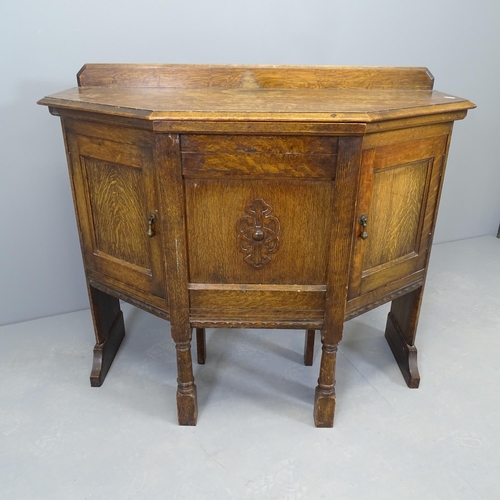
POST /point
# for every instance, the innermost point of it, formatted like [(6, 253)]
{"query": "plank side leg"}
[(309, 347), (400, 333), (324, 397), (109, 331), (201, 345)]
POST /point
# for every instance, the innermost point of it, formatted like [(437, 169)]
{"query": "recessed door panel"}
[(398, 198)]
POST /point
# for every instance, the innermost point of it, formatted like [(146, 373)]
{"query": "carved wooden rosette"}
[(258, 233)]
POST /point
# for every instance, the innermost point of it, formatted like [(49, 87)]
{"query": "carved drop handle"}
[(363, 220), (151, 219)]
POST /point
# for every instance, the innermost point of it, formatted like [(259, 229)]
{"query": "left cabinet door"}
[(113, 178)]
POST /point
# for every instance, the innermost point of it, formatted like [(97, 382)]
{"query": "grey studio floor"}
[(255, 439)]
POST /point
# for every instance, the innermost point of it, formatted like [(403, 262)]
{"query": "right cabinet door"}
[(399, 193)]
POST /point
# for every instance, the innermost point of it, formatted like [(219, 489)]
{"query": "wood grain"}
[(236, 76), (256, 177)]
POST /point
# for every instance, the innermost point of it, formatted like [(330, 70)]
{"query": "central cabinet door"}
[(115, 195), (258, 217)]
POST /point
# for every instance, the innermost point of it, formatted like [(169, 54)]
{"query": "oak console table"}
[(256, 197)]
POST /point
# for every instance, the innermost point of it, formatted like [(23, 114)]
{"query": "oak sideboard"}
[(221, 196)]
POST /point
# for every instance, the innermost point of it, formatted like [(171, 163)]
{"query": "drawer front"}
[(258, 156)]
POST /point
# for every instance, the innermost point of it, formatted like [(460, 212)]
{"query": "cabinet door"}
[(116, 203), (399, 191)]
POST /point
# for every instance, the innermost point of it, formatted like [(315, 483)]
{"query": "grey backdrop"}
[(45, 42)]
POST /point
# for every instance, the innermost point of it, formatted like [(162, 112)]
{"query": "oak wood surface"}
[(236, 76)]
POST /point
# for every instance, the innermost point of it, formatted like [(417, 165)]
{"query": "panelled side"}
[(117, 207)]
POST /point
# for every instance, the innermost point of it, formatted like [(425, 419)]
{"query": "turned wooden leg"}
[(201, 345), (400, 333), (187, 407), (109, 331), (309, 347), (324, 397)]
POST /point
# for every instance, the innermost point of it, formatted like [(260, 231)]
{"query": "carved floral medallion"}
[(258, 233)]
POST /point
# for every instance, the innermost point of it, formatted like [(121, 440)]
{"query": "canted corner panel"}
[(114, 193), (258, 231), (399, 189)]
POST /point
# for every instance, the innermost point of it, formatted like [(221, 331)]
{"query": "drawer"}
[(307, 157)]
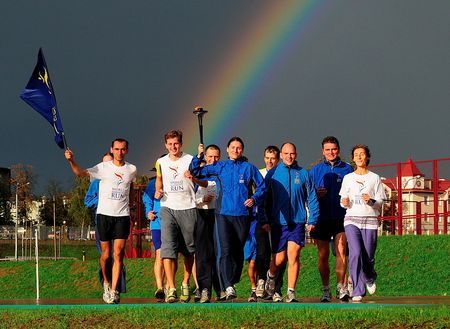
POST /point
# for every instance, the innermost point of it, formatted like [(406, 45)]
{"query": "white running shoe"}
[(276, 298), (106, 292), (231, 293), (371, 287), (357, 299), (326, 295), (290, 297), (260, 288), (270, 285)]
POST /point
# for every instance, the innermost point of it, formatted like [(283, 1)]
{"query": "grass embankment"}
[(210, 316), (406, 266)]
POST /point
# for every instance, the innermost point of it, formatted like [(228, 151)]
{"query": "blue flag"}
[(40, 96)]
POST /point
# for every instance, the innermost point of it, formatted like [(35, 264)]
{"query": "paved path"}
[(372, 301)]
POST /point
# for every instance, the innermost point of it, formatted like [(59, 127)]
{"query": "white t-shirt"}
[(202, 191), (114, 187), (178, 190), (353, 187), (263, 172)]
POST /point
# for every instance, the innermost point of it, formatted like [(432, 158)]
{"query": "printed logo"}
[(174, 171), (119, 177), (361, 186)]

■ **WORK TO COMPLETE**: Copy out each line of the rows above that contains the word "door".

■ **RESULT FOR THIS EXERCISE**:
{"query": "recessed door panel"}
{"query": "left cabinet door"}
{"query": "right cabinet door"}
{"query": "central cabinet door"}
{"query": "cabinet door"}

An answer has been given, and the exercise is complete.